■ **Data supplied**
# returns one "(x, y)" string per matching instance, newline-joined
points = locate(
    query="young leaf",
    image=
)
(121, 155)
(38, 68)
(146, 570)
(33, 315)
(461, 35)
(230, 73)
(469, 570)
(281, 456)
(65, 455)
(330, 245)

* * *

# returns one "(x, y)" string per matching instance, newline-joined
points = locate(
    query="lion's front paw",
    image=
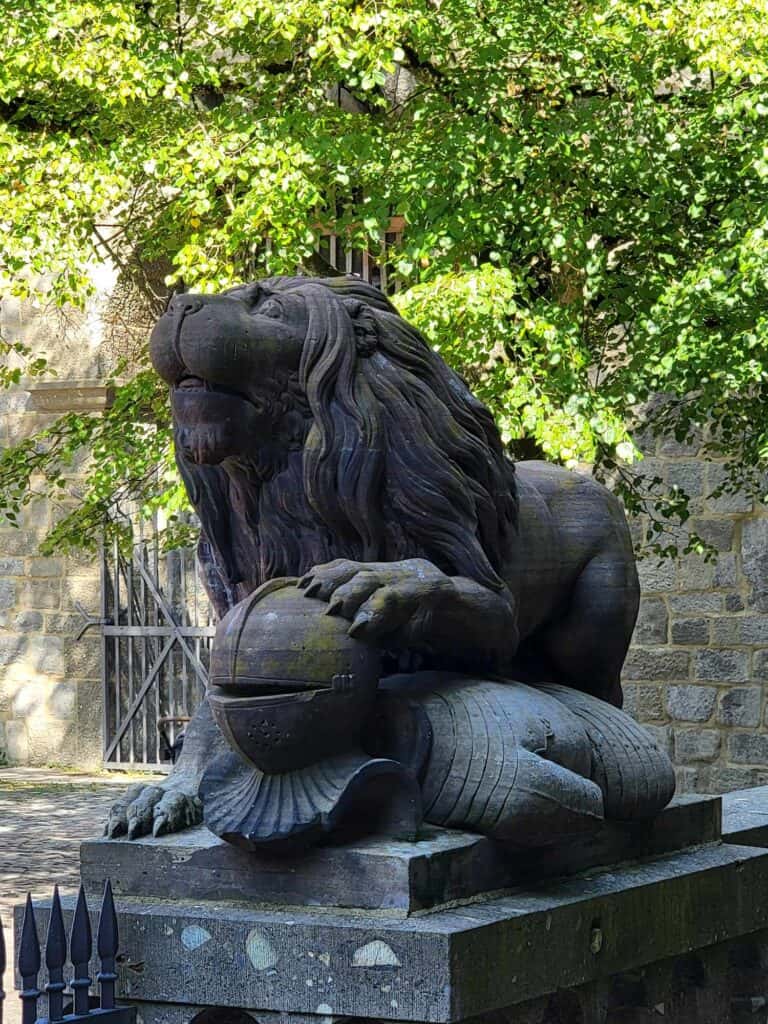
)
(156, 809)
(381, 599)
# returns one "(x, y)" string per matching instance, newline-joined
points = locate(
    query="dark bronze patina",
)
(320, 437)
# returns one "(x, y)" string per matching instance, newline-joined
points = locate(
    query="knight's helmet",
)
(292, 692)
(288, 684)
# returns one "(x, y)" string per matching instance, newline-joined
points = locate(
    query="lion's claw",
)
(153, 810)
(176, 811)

■ **Exercise brief**
Wherever the string "query" appears in the entries above, return the line it appears on.

■ **Written solution**
    query="young leaf",
    query="lion's front paw",
    query="dark bronze patina",
    query="knight's helmet",
    query="lion's claw",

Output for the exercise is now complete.